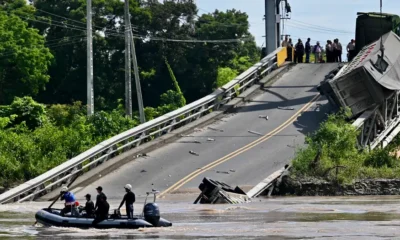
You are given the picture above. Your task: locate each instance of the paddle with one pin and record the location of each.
(55, 200)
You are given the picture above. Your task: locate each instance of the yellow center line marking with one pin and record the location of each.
(249, 146)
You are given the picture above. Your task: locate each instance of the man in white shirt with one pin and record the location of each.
(351, 49)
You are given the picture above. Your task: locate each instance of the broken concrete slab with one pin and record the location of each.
(215, 192)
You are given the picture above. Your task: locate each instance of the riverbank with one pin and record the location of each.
(319, 187)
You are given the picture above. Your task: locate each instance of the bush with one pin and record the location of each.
(336, 141)
(25, 110)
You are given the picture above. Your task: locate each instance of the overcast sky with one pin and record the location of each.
(339, 15)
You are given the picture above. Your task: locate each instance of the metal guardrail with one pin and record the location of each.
(146, 132)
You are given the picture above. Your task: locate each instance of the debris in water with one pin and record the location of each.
(182, 135)
(214, 192)
(257, 133)
(286, 108)
(194, 153)
(215, 129)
::::::
▶ _The request_
Copy out all of the records above, requests included, multiplying every coordinate in the answers by 2.5 and rounding each result to a whole number, with halves rounded up. Leave the picture out of your answer.

▶ _Exercise answer_
You are given the picture above. Your task: locate each instance of the paddle with one pin and record the location of each.
(138, 500)
You are given the picture above. Your task: locate each instance of the yellow center line marking with one pin and record the location of each.
(623, 365)
You are given the picture above. Your task: locate each instance of the man in white shirt with one pin and record the location of each.
(878, 123)
You are given the picture above. Your task: locate each instance of the broken concrete slab with one pin and record the location of each.
(538, 480)
You are given the picture above. Your task: locate each instance of the riverbank with one pin and record the location of each.
(798, 468)
You are given the picture above. Your task: locate each instance of the bush with one pin and record the location of each.
(840, 353)
(63, 275)
You are given the picture above. Your task: locate each instance of the overcast sky with one pin and record the location of each.
(848, 38)
You are given the picture above. Your task: locate each instance of the metal guardrail with one pin and record the location of each.
(365, 330)
You are given the picture above. Your task: locate each instance of the debris in water with one pin and record the location of each.
(455, 338)
(535, 480)
(643, 333)
(715, 270)
(485, 383)
(538, 323)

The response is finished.